*Extract:*
In this post I want to share with you the plan that I’d love for all of us to follow together. I think it would be good to all have a plan to follow as it offers the opportunity for us to encourage one another and also offers a little accountability. So, here is the schedule that I’m asking all of us to follow. Once again, as your family goes on vacation, take this plan with you! If you are separated from your child(ren) for a week, work that out! Plan a facetime while they are away to reflect. Or simply roll two reflections into one. Whatever you decide to do, make this a priority and try your best to stay on track. The plan will go for 8 weeks and will begin next week, the week beginning on June 12.
- Week 1: June 12-18
- Week 2: June 19-25
- Week 3: June 26-July 2
- Week 4: July 3-9
- Week 5: July 10-16
- Week 6: July 17-23
- Week 7: July 24-30
- Week 8: July 31-August 6
I am getting this plan from that little book, but I am also going to offer two different pathways to follow. They both are 8-week plans.
Reading Plan Option 1
The first will be for younger students. It will also be really good for those of us parents who either know that our student(s) are not yet walking with Jesus, or we are currently exploring that with them. This is also good for younger students who have only just begun walking with Jesus. It pulls 8 different readings from the book of Mark, working through some important truths presented by that particular gospel writer. This plan also offers some corresponding questions that you can use in your follow-up meetings with your student(s). Here is the Mark plan, along with the corresponding questions for each week. (You can consider thinking through these questions as you read each week and using them as journaling prompts, or you may simply keep these questions and use them to guide your weekly reflection time.) ALSO, you can find this reading plan in chapter 11 of the book.

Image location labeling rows
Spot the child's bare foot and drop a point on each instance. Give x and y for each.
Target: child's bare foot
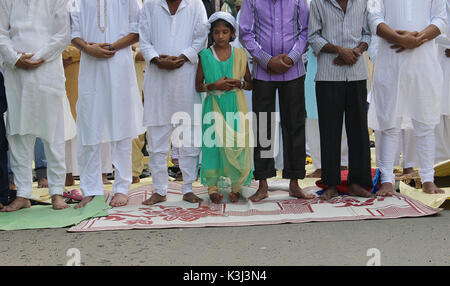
(154, 199)
(262, 192)
(316, 174)
(358, 191)
(119, 200)
(234, 197)
(192, 198)
(17, 204)
(70, 181)
(330, 193)
(431, 188)
(136, 180)
(58, 202)
(84, 202)
(42, 183)
(105, 180)
(216, 198)
(297, 192)
(407, 171)
(386, 190)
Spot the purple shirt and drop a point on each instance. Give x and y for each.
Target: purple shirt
(268, 28)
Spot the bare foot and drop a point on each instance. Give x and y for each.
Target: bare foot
(330, 193)
(17, 204)
(119, 200)
(84, 202)
(386, 190)
(431, 188)
(70, 181)
(297, 192)
(316, 174)
(216, 198)
(192, 198)
(105, 180)
(136, 180)
(358, 191)
(234, 197)
(262, 192)
(154, 199)
(42, 183)
(59, 203)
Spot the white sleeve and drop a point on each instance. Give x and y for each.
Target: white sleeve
(7, 52)
(60, 23)
(75, 27)
(135, 8)
(145, 33)
(439, 15)
(200, 36)
(376, 14)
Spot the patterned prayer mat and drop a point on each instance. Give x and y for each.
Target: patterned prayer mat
(279, 208)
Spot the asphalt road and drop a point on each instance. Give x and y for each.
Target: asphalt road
(411, 241)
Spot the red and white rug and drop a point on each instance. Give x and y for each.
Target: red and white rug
(279, 208)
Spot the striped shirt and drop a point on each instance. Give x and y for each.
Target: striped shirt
(268, 29)
(329, 24)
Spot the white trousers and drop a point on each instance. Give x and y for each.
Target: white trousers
(72, 158)
(21, 149)
(442, 140)
(425, 149)
(90, 166)
(159, 140)
(313, 140)
(408, 150)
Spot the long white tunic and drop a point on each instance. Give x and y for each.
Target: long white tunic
(37, 100)
(407, 85)
(109, 106)
(444, 43)
(168, 92)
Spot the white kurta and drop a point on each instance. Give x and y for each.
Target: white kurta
(109, 106)
(406, 85)
(37, 99)
(168, 92)
(444, 43)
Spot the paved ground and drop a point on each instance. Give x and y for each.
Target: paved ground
(418, 241)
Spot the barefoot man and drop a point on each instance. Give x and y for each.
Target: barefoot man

*Problems and tasks:*
[A] Copy the rows from the line containing "Spot the barefoot" through the end of the rows, including both ends.
[B] Keep writing the post about the eight-week reading plan, picking up right after its last sentence.
The text and the rows come from two unrelated sources.

*The responses:*
[A]
Spot the barefoot man and drop a point on each instance. Give x and y for each.
Target: barefoot man

[B]
Week 1 (Mark 1:1-15)
- How does Mark show us that Jesus is worthy of attention?
- What ‘witnesses’ does Mark call upon to introduce Jesus, and why?
- What is the message of Jesus, and how does it draw your attention to him?
- According to the passage, what has Jesus come to do?
- What is your own reaction to Jesus after reading this passage?
Week 2 (Mark 2:1-12)
- What do you think is the most surprising thing Jesus does in this encounter?
- If someone in a crowd of people said to you, “Your sins are forgiven”, what would you and everyone else think of that person?
- How does Jesus demonstrate his claim to be able to forgive sins?
- What difference do you think his authority should have in your own life?
Week 3 (Mark 3:7-35)
- How do people react to Jesus today?
- What responses to Jesus do you see in this passage?
- Why was Jesus’ authoritative teaching a threat to the teachers of the law?
- Jesus says, “He first binds the strong man. Then indeed he may plunder his house” (v. 27). What is the point of this statement?
- What house is Jesus claiming to be overthrowing, and what could this mean for you?
- According to this passage, how do you become a part of Jesus’ family?
Week 4 (Mark 8:22-38)
- What event takes place just before Peter’s confession? Why do you think these two stories are paced next to each other?
- How would you describe the healing of the blind man?
- How good is a partial understanding of Jesus?
- According to Jesus, why does a follower of Christ have to “deny himself” and “lose his life”?
Week 5 (Mark 10:17-45)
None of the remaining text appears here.